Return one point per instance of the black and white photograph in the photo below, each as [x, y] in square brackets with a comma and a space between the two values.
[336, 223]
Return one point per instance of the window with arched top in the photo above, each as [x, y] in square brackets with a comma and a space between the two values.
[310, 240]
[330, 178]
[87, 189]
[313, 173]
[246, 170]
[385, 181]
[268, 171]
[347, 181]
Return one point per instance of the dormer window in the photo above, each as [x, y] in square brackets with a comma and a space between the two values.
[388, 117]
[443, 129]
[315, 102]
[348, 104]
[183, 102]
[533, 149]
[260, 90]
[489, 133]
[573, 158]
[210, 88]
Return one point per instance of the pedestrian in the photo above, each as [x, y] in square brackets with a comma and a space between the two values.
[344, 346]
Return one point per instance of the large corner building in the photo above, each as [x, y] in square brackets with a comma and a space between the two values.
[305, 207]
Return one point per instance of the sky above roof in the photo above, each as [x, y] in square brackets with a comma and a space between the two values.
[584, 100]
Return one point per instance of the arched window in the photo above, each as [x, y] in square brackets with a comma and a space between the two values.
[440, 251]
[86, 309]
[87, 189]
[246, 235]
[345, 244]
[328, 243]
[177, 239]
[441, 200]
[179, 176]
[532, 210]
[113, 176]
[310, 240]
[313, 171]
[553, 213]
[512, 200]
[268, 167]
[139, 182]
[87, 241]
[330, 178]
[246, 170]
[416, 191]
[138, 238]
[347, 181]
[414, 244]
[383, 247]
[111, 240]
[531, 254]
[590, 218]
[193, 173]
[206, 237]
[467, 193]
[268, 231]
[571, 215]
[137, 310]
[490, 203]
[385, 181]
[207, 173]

----------------------------------------

Please repeat verbatim the lines of the records above, from the line containing "Return one point per instance of the sky" through the end of the records, inclusive.

(Result):
Return one point per instance of the sky above roof in the photo above, each as [x, y] in square brackets with a comma and a space between the two values.
[584, 100]
Return one point per instance of the arched window in the photo above, each as [x, y] in square brackets with a comma and a space between the two values.
[440, 251]
[86, 309]
[87, 189]
[246, 235]
[345, 244]
[328, 243]
[177, 239]
[441, 200]
[179, 176]
[532, 210]
[113, 176]
[310, 240]
[313, 171]
[553, 213]
[512, 200]
[268, 167]
[139, 182]
[87, 241]
[330, 178]
[246, 170]
[416, 191]
[138, 238]
[347, 181]
[414, 244]
[383, 247]
[111, 240]
[531, 254]
[590, 218]
[193, 173]
[206, 237]
[467, 193]
[268, 231]
[571, 215]
[137, 310]
[490, 203]
[385, 181]
[207, 173]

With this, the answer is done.